Starting with the line containing "Pick out the wooden dining" and going on through the end of the items, rewrite those lines with "distant" swapped for "faraway" and everything else left unchanged.

──────────

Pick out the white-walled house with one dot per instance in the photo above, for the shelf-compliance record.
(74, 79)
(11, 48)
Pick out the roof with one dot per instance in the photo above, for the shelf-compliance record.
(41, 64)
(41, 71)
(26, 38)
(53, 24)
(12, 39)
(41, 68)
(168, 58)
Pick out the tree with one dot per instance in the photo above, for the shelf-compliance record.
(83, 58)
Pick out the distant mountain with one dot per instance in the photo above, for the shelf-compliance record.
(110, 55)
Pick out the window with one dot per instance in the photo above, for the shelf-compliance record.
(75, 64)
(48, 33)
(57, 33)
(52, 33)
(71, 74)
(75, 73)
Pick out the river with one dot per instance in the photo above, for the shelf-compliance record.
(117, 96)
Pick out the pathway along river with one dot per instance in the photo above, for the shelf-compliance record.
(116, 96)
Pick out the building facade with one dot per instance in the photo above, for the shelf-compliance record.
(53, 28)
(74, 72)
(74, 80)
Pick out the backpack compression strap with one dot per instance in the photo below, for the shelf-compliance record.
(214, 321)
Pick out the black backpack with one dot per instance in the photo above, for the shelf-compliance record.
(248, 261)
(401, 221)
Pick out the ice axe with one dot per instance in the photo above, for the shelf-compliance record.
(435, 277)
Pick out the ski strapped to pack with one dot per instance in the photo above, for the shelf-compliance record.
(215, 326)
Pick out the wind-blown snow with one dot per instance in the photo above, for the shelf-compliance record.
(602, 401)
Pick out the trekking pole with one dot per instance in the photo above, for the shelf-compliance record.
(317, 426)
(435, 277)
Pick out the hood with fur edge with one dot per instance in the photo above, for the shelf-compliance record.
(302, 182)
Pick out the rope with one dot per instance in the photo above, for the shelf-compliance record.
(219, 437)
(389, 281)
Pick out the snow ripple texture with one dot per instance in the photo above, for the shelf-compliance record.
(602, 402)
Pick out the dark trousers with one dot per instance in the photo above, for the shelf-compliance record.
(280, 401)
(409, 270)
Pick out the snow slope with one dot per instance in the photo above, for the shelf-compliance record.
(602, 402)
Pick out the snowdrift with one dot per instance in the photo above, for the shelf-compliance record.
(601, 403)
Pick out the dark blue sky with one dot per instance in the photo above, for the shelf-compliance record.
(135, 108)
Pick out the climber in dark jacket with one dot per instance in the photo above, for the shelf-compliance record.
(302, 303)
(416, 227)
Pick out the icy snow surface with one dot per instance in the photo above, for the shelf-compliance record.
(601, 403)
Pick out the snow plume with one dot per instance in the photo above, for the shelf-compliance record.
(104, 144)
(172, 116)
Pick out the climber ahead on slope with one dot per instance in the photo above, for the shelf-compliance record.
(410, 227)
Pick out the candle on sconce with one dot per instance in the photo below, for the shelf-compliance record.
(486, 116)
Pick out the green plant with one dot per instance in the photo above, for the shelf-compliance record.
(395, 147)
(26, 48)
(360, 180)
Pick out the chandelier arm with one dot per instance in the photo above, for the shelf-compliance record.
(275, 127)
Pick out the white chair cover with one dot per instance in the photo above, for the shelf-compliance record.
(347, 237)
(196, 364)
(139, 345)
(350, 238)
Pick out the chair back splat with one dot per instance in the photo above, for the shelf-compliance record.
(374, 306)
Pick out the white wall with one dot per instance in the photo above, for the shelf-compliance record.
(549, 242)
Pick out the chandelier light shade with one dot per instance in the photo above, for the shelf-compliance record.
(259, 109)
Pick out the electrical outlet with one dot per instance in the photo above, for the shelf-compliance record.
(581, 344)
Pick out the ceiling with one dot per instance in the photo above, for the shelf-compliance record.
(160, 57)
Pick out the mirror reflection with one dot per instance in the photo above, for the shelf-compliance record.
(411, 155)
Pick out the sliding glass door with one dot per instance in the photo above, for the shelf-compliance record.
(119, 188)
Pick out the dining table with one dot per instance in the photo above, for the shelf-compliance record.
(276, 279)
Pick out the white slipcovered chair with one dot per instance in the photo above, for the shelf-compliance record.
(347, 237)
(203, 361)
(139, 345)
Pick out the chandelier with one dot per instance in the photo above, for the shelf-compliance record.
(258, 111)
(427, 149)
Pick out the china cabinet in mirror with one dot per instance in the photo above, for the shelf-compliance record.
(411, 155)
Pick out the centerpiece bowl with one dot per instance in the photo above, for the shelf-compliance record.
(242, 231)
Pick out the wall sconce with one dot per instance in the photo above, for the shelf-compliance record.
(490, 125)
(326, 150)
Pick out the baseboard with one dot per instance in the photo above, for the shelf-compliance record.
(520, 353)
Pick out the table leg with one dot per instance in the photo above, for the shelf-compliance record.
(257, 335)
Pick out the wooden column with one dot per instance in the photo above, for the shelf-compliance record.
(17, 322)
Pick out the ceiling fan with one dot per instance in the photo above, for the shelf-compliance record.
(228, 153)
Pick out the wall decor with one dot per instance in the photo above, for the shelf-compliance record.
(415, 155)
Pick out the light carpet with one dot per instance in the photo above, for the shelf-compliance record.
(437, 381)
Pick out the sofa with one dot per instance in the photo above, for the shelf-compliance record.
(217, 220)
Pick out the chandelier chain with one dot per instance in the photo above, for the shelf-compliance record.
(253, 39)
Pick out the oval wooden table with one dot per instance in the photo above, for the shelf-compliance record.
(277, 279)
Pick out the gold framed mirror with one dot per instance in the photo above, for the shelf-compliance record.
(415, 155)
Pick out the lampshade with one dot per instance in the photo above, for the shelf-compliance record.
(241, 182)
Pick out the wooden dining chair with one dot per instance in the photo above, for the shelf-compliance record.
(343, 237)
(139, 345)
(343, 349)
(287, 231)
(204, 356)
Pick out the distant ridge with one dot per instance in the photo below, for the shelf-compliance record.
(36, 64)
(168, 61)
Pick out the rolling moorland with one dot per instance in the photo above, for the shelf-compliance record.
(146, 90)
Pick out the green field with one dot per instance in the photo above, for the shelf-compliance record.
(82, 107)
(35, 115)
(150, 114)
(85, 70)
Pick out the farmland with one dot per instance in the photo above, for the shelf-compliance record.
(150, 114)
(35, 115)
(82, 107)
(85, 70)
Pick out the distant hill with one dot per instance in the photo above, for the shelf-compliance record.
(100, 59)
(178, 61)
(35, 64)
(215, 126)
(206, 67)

──────────

§ **Final answer**:
Pick out the wooden dining chair with one dot per instance in the photo above, for the shelf-compliance record.
(343, 237)
(139, 345)
(343, 349)
(287, 231)
(204, 356)
Pick out the faraway ridge with one dot per instance in the photo below, for the shelf-compliance record.
(36, 64)
(168, 61)
Pick out the rolling moorland with one dot per instance in the photo above, for the shelf-compliance record.
(146, 90)
Pick out the green field with one dot per instance in the photo above, for the shelf-compliance record.
(82, 107)
(35, 115)
(150, 114)
(85, 70)
Pick out the farmland with one dot per instance in the photo above, for the shelf-compliance record.
(150, 114)
(35, 115)
(82, 107)
(85, 70)
Pick out the faraway hill with one dot per instance in the photo above, for the shelf-compliance record.
(100, 59)
(178, 61)
(35, 64)
(215, 126)
(206, 67)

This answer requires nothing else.